*KUTIPAN PILIHAN:*
---

Menurut Dr. Hisanori Kato, kehidupan agama di Jepang lebih berfokus pada niat dan perbuatan baik daripada formalitas agama. Banyak orang Jepang percaya bahwa yang terpenting dalam kehidupan adalah bertindak baik terhadap sesama, daripada sekadar pergi ke tempat ibadah. Dalam pandangan mereka, agama bukan hanya soal ritual, melainkan bagaimana seseorang menjalani kehidupan dengan baik dan benar.

 

Fenomena unik dalam kehidupan keagamaan Jepang adalah perpaduan antara Shinto dan Budha, yang dikenal dengan istilah Shinbutsu Shuugo. Shinto, yang percaya pada banyak dewa atau "kami", berfokus pada kekuatan alam dan leluhur, sementara agama Budha mengajarkan tentang pemahaman diri dan pencapaian spiritual. Di banyak tempat di Jepang, kuil Shinto dan Budha sering kali berdampingan, dan masyarakat mengunjungi keduanya sesuai dengan kebutuhan spiritual mereka.

 

Meskipun agama-agama ini memiliki akar yang kuat dalam kehidupan masyarakat Jepang, tidak semua orang Jepang memegang teguh tradisi agama. Di kota-kota besar, generasi muda cenderung lebih mengabaikan agama dan lebih fokus pada kehidupan modern dan industrialisasi. Namun, masyarakat Jepang tetap menunjukkan toleransi tinggi terhadap agama-agama lain, termasuk Islam, meskipun pengaruh agama-agama besar seperti Budha dan Shinto masih dominan.

 

Selain agama Shinto dan Budha, Jepang juga memiliki sejumlah agama lain yang mempengaruhi masyarakatnya. Salah satu agama yang berkembang adalah agama-agama baru, yang sering disebut sebagai "agama rakyat" atau "agama baru". Agama-agama ini muncul terutama pada abad ke-19 dan ke-20, mengusung ajaran yang sering kali menggabungkan elemen-elemen dari agama tradisional Jepang dengan pemikiran modern. Beberapa di antaranya berkembang pesat, meskipun jumlah pengikutnya tidak sebesar agama-agama utama.

---

Catatan dataset

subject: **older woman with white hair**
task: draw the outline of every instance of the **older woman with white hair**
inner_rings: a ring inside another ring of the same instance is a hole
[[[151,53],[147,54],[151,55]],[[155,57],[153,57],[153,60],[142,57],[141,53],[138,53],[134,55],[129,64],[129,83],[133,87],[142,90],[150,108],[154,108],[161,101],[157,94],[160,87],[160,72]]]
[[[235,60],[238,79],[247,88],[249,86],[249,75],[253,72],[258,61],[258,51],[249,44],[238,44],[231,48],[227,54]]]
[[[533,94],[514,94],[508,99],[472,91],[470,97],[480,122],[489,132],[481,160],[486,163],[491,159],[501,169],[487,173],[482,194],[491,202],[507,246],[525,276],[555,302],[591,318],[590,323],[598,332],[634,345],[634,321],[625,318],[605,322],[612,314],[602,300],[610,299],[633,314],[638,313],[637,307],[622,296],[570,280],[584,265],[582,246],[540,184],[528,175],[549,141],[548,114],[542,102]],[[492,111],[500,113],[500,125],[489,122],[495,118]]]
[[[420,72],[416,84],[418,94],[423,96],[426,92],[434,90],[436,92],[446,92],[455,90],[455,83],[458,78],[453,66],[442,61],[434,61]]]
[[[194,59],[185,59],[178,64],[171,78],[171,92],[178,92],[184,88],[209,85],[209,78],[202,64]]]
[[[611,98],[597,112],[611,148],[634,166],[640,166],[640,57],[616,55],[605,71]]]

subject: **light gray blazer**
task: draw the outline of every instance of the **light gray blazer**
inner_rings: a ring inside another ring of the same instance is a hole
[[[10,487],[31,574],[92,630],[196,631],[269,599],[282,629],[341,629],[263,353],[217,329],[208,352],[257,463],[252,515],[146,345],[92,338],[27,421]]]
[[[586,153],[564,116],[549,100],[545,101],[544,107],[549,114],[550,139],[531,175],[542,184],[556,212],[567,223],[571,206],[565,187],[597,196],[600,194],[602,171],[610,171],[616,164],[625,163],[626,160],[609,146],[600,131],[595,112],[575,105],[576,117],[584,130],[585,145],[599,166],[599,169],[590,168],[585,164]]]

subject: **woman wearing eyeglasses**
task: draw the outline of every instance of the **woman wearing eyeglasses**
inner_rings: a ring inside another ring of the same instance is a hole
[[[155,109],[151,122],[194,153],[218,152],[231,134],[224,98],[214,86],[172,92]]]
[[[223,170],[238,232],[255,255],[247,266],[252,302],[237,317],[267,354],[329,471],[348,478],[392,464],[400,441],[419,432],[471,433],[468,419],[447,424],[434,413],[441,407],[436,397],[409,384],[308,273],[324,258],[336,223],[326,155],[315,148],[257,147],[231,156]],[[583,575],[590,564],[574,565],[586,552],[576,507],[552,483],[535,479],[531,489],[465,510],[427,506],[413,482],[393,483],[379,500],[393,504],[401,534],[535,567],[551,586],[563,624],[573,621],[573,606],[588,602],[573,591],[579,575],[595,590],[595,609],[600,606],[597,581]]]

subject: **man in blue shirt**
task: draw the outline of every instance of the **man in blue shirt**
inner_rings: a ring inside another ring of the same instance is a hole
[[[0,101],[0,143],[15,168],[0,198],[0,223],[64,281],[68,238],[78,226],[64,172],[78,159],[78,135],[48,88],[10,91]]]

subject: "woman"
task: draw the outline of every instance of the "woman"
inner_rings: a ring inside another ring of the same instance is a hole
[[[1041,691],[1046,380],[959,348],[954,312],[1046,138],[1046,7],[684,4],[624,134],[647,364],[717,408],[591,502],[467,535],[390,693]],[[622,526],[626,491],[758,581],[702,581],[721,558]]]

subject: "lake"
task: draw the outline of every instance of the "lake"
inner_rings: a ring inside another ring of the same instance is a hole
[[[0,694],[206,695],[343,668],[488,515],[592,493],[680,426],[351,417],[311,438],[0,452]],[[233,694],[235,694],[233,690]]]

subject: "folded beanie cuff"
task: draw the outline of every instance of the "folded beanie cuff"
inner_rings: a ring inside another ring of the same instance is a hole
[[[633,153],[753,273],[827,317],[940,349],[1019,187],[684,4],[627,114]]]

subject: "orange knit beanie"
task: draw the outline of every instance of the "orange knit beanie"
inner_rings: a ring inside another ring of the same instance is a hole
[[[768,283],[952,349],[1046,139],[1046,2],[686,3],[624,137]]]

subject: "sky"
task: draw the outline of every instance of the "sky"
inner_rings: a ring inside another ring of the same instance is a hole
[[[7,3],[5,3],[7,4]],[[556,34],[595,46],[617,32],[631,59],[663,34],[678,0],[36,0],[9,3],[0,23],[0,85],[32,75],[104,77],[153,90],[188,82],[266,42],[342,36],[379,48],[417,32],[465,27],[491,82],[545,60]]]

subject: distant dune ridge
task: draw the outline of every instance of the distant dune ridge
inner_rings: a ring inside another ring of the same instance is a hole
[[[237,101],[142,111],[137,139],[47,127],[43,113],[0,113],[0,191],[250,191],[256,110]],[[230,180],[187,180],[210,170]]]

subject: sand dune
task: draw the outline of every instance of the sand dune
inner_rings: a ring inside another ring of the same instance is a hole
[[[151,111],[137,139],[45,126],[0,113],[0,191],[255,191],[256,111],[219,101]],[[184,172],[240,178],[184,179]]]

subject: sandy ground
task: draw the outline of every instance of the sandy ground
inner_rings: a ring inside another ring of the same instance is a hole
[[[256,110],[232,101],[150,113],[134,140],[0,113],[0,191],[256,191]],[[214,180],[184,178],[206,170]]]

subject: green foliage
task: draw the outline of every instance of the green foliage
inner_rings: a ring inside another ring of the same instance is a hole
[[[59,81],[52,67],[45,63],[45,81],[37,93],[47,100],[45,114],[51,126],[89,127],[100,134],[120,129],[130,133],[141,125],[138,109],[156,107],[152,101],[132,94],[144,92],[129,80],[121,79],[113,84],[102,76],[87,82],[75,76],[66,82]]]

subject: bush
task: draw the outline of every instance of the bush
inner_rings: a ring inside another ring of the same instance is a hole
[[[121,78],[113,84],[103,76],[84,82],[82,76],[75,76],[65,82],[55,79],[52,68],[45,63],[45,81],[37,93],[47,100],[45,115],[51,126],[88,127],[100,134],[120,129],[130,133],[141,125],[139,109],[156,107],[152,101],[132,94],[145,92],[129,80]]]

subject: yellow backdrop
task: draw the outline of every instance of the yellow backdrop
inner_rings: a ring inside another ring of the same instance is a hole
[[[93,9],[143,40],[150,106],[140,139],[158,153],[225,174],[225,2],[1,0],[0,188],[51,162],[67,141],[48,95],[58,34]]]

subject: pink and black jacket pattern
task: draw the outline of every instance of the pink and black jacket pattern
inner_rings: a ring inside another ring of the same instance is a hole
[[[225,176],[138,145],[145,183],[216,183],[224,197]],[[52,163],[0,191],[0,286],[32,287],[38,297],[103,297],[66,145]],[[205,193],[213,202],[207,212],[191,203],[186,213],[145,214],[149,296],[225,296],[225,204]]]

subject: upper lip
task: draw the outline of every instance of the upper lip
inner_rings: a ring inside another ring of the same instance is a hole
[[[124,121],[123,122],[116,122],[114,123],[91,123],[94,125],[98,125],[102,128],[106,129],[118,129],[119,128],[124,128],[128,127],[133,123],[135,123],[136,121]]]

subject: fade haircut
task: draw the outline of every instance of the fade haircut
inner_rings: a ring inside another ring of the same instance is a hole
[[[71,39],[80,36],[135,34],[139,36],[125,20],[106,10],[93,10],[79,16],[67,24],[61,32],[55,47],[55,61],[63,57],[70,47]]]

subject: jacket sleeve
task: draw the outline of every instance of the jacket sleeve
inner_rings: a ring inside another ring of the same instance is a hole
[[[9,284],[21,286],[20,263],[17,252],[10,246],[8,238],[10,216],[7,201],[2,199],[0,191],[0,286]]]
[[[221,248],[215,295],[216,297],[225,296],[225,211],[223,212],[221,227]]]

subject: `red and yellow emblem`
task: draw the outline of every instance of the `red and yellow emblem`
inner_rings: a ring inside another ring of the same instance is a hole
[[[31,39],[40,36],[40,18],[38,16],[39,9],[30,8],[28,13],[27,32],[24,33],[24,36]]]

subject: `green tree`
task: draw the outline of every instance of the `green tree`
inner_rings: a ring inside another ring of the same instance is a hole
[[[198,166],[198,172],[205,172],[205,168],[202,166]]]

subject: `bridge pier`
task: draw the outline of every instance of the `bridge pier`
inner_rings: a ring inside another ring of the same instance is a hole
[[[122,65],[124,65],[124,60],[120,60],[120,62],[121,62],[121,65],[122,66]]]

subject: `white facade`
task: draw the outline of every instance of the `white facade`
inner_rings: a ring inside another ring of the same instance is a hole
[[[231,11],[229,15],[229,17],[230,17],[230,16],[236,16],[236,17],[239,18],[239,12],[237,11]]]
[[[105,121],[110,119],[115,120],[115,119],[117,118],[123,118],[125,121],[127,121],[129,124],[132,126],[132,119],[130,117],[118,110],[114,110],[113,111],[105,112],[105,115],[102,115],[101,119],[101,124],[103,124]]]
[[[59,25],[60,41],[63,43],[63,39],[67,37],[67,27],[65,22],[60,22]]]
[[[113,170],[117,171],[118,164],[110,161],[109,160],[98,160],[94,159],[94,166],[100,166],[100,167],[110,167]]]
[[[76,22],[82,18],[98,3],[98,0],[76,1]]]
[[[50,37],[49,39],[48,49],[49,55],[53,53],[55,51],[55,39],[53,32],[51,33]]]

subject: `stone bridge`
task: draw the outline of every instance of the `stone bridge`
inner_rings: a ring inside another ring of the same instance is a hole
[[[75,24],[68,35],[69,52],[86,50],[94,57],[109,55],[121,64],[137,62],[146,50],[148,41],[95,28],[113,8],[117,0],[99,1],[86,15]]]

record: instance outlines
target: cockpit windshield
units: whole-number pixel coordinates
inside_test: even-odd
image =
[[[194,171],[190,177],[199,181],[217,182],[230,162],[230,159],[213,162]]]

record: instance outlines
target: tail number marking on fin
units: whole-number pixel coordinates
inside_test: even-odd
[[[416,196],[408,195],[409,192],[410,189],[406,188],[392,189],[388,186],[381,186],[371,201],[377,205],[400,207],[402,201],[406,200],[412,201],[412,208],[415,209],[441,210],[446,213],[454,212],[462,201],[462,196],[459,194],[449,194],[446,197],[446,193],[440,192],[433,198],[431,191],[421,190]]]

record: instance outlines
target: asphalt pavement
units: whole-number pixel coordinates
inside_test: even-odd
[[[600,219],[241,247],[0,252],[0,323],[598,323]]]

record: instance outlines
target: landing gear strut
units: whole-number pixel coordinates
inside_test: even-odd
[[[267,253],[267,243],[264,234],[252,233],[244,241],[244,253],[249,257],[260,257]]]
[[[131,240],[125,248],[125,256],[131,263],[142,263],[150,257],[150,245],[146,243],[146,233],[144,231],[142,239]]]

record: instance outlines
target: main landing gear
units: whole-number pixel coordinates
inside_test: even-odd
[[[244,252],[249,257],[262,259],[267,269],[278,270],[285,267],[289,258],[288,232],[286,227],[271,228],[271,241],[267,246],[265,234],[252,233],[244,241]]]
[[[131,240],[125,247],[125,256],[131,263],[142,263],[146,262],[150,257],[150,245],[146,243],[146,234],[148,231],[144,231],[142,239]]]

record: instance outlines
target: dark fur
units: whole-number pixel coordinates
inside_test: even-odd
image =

---

*PETUNJUK LATIHAN:*
Salin tanpa perubahan bagian kutipan tentang kehidupan beragama di Jepang, dari "Fenomena unik dalam" hingga "kebutuhan spiritual mereka.". Item-item ini tidak ada hubungannya dengan kutipan tersebut.

*HASIL TUGAS:*
Fenomena unik dalam kehidupan keagamaan Jepang adalah perpaduan antara Shinto dan Budha, yang dikenal dengan istilah Shinbutsu Shuugo. Shinto, yang percaya pada banyak dewa atau "kami", berfokus pada kekuatan alam dan leluhur, sementara agama Budha mengajarkan tentang pemahaman diri dan pencapaian spiritual. Di banyak tempat di Jepang, kuil Shinto dan Budha sering kali berdampingan, dan masyarakat mengunjungi keduanya sesuai dengan kebutuhan spiritual mereka.